Direction: Pick out each line below that contains the word "background" and copy those lines. Case counts.

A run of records
========================
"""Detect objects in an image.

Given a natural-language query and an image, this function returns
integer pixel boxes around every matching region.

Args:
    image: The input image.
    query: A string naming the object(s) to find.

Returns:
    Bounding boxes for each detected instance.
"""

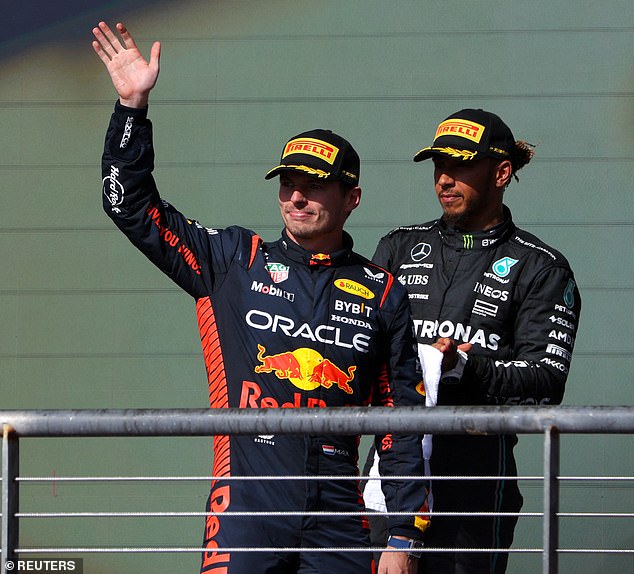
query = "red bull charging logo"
[254,345,357,395]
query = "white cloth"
[363,343,467,512]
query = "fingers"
[150,42,161,74]
[92,22,130,61]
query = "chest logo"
[334,279,374,299]
[266,263,289,283]
[410,243,431,262]
[491,257,519,277]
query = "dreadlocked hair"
[511,140,535,181]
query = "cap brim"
[414,147,478,161]
[264,165,330,179]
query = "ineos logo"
[410,243,431,261]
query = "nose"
[290,188,307,203]
[436,170,454,189]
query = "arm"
[93,22,222,297]
[373,282,429,540]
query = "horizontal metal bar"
[0,406,634,437]
[16,475,544,483]
[16,546,542,554]
[15,510,544,518]
[15,546,634,554]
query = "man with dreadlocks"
[365,109,581,574]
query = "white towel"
[363,343,442,512]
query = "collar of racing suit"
[278,229,353,267]
[438,205,516,250]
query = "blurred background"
[0,0,634,574]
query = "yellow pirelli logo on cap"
[434,118,484,143]
[282,138,339,165]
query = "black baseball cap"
[264,130,360,185]
[414,109,515,161]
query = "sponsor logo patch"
[282,138,339,165]
[266,263,290,283]
[434,118,484,143]
[334,279,374,299]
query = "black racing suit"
[366,213,581,574]
[102,103,425,574]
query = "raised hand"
[92,22,161,108]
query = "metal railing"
[0,407,634,574]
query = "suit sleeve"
[102,102,241,297]
[375,283,428,538]
[456,266,581,404]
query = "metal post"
[543,427,560,574]
[0,424,20,574]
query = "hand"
[377,552,418,574]
[92,22,161,108]
[432,337,473,373]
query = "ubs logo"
[410,243,431,261]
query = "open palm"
[92,22,161,107]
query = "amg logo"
[546,343,572,362]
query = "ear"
[495,159,513,189]
[347,186,361,211]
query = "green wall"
[0,0,634,574]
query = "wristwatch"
[387,536,423,558]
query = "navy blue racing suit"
[102,103,426,574]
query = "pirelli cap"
[414,109,515,161]
[264,130,360,185]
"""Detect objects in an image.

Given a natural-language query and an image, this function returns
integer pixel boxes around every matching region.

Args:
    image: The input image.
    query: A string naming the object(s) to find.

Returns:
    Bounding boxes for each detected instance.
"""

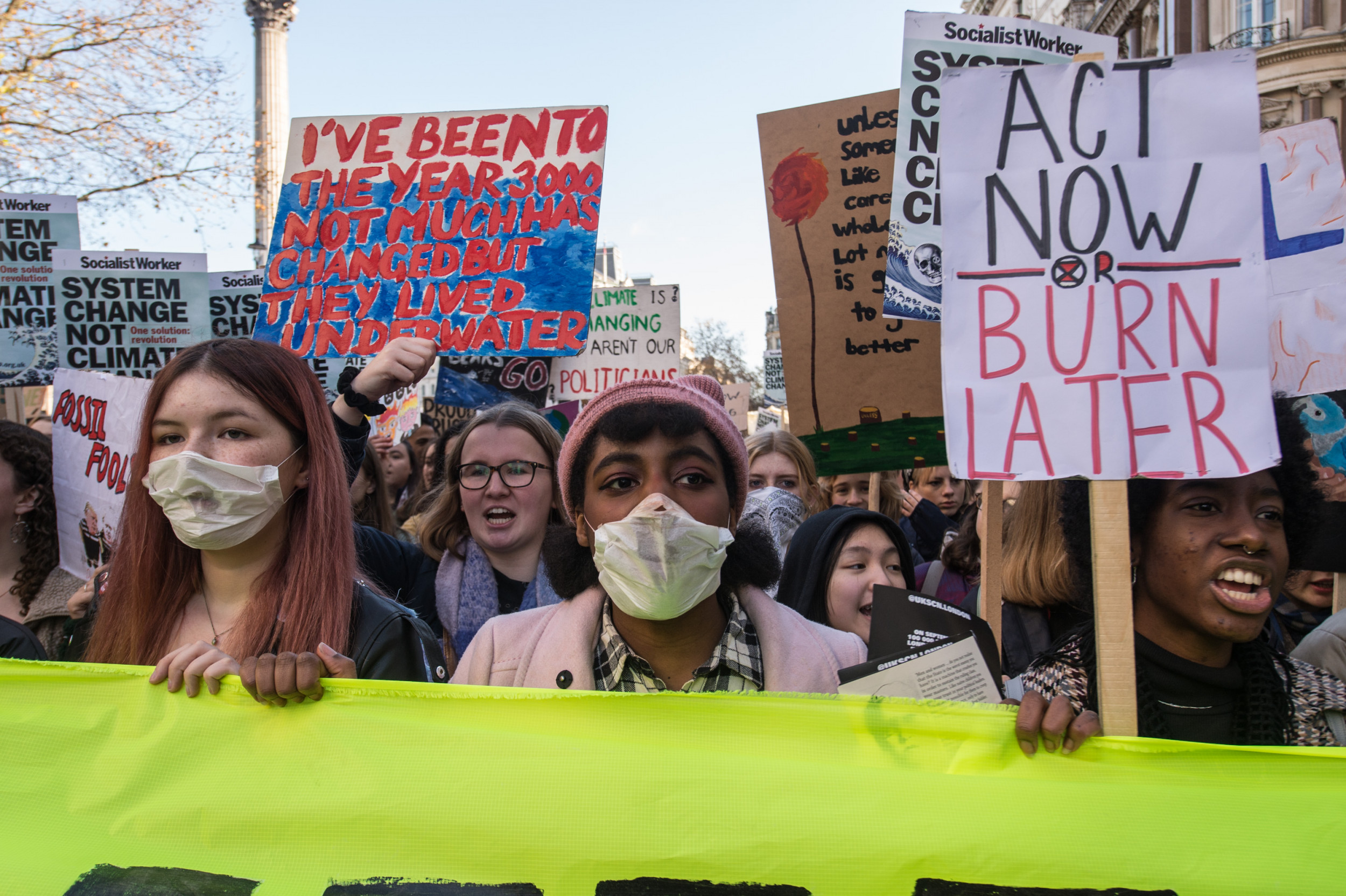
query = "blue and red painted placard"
[255,106,607,358]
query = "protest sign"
[51,367,150,578]
[762,348,785,408]
[883,11,1117,320]
[0,659,1346,896]
[552,285,683,401]
[256,106,607,358]
[370,386,420,443]
[1261,118,1346,396]
[720,382,753,435]
[0,192,80,388]
[51,249,210,377]
[435,355,552,408]
[206,269,263,339]
[941,50,1280,479]
[758,90,944,475]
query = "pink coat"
[450,585,867,694]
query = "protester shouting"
[85,339,444,705]
[747,429,828,514]
[777,507,914,645]
[1016,412,1346,755]
[0,421,83,659]
[420,401,562,669]
[454,375,866,693]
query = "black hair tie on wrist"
[336,366,388,417]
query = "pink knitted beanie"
[556,374,748,519]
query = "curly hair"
[0,420,61,615]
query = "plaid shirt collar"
[594,594,763,693]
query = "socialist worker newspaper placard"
[941,50,1280,479]
[883,12,1117,320]
[0,192,80,386]
[255,106,607,358]
[51,249,210,377]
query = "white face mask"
[586,494,734,619]
[142,445,303,550]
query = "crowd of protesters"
[0,338,1346,755]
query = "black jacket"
[0,616,47,659]
[347,583,448,683]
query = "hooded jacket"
[775,506,915,626]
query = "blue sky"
[83,0,958,363]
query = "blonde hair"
[818,470,902,522]
[419,401,564,559]
[1001,479,1074,607]
[746,429,831,515]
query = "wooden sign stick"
[1089,479,1138,737]
[977,479,1006,645]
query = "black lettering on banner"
[1070,62,1108,159]
[987,169,1050,265]
[1061,165,1112,254]
[1109,162,1201,249]
[996,68,1062,171]
[1109,57,1174,162]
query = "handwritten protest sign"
[552,285,683,401]
[0,192,80,386]
[883,11,1117,320]
[435,355,552,408]
[941,50,1280,479]
[1261,118,1346,396]
[256,106,607,358]
[51,249,210,377]
[758,90,944,475]
[371,386,420,442]
[51,367,150,578]
[206,269,263,339]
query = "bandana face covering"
[594,494,734,620]
[142,445,303,550]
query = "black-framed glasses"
[458,460,551,491]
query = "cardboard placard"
[51,249,210,377]
[720,382,753,435]
[0,192,80,388]
[51,367,150,578]
[1261,118,1346,396]
[758,90,944,475]
[206,269,263,339]
[552,284,683,401]
[435,355,551,408]
[256,106,607,358]
[883,11,1117,320]
[940,50,1280,479]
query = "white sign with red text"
[940,50,1280,479]
[51,367,152,578]
[552,285,683,401]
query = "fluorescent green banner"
[0,661,1346,896]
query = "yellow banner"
[0,661,1346,896]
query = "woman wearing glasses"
[420,401,562,671]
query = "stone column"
[244,0,299,268]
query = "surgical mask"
[142,445,303,550]
[586,494,734,619]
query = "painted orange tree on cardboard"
[770,148,828,432]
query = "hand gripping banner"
[0,661,1346,896]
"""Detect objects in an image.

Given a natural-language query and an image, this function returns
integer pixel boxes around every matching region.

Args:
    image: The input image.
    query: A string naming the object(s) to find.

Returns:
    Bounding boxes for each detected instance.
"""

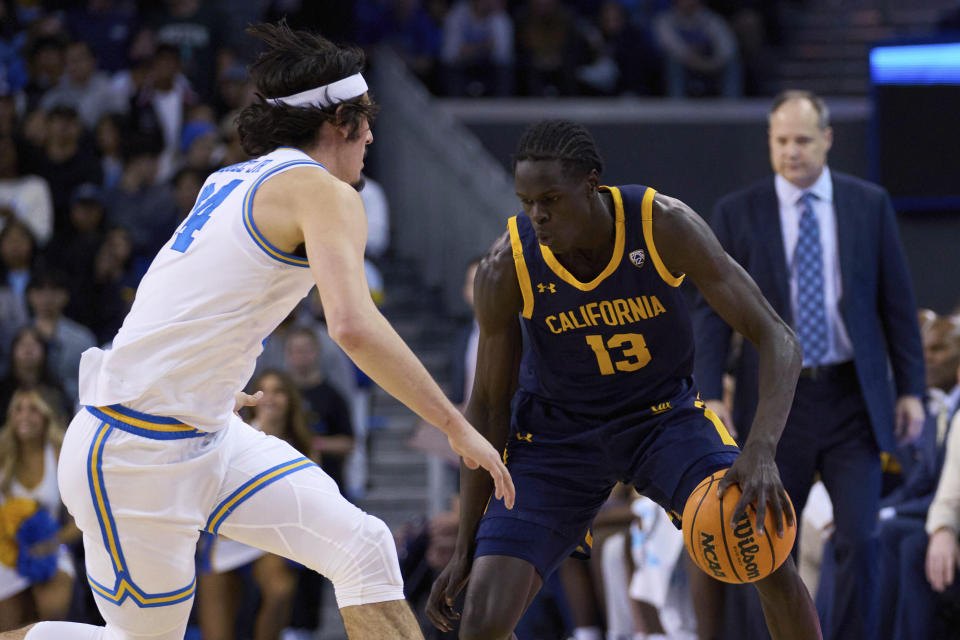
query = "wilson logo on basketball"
[733,513,760,580]
[700,531,727,578]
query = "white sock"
[573,627,603,640]
[25,622,104,640]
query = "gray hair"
[767,89,830,131]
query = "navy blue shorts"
[474,390,740,580]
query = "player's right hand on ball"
[426,552,470,632]
[447,427,516,509]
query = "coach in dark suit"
[695,91,925,640]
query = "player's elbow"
[327,314,368,353]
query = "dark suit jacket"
[694,172,925,451]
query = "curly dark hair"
[513,120,603,177]
[237,20,379,156]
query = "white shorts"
[202,536,267,573]
[58,405,403,638]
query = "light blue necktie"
[793,192,827,366]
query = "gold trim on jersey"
[640,187,686,287]
[507,216,533,320]
[693,400,739,447]
[540,187,626,291]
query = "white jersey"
[80,147,322,431]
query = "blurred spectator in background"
[66,0,137,73]
[180,120,223,175]
[0,136,53,246]
[360,174,390,260]
[877,316,960,640]
[23,36,63,111]
[0,92,21,138]
[146,0,230,102]
[114,45,196,182]
[103,135,177,260]
[441,0,514,97]
[516,0,579,96]
[94,113,125,189]
[27,269,97,405]
[213,63,254,122]
[0,219,36,350]
[72,227,139,344]
[654,0,743,98]
[928,384,960,638]
[576,0,661,95]
[921,315,960,401]
[26,106,103,228]
[0,0,28,96]
[0,389,80,631]
[355,0,443,89]
[449,256,482,404]
[40,40,126,129]
[397,495,460,640]
[0,326,74,416]
[197,370,312,640]
[44,183,104,298]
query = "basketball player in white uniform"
[0,25,514,640]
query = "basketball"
[683,469,797,584]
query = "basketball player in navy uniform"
[427,121,821,640]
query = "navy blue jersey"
[508,185,694,416]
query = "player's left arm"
[653,194,803,534]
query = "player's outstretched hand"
[717,443,794,538]
[447,425,516,509]
[233,391,263,415]
[426,552,470,632]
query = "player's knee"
[260,571,297,604]
[326,514,403,608]
[459,611,514,640]
[459,588,519,640]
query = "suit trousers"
[721,365,882,640]
[777,364,882,640]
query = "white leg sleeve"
[26,622,106,640]
[216,422,403,608]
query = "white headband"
[267,73,367,108]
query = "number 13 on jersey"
[586,333,650,376]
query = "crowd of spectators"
[354,0,778,97]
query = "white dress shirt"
[774,167,853,366]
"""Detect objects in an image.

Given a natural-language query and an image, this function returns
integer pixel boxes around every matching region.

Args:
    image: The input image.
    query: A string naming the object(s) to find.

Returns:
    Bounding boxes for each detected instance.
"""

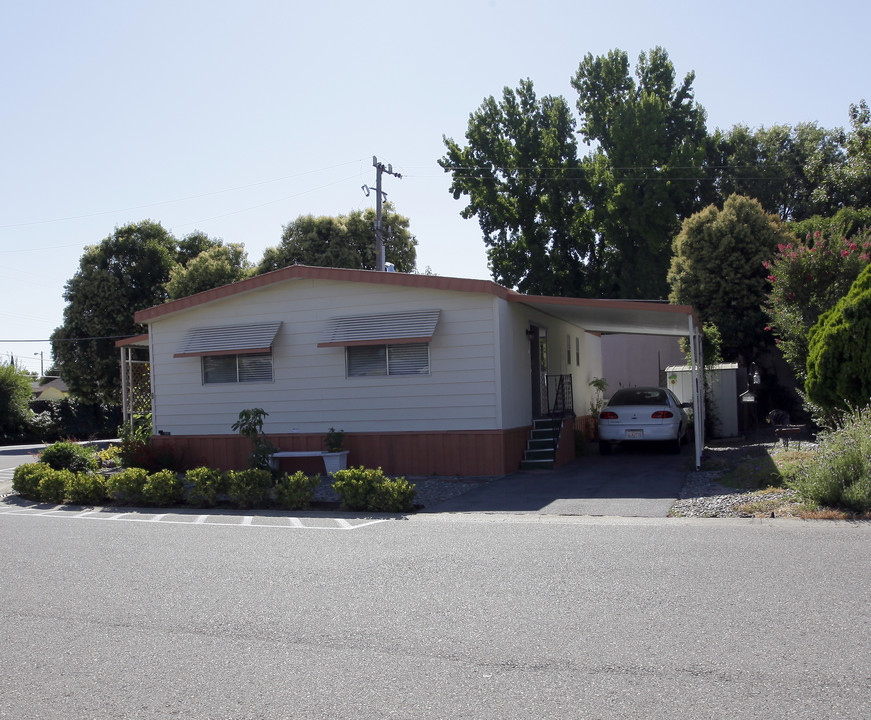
========================
Task response:
query = "blurred background"
query = "blurred spectator in background"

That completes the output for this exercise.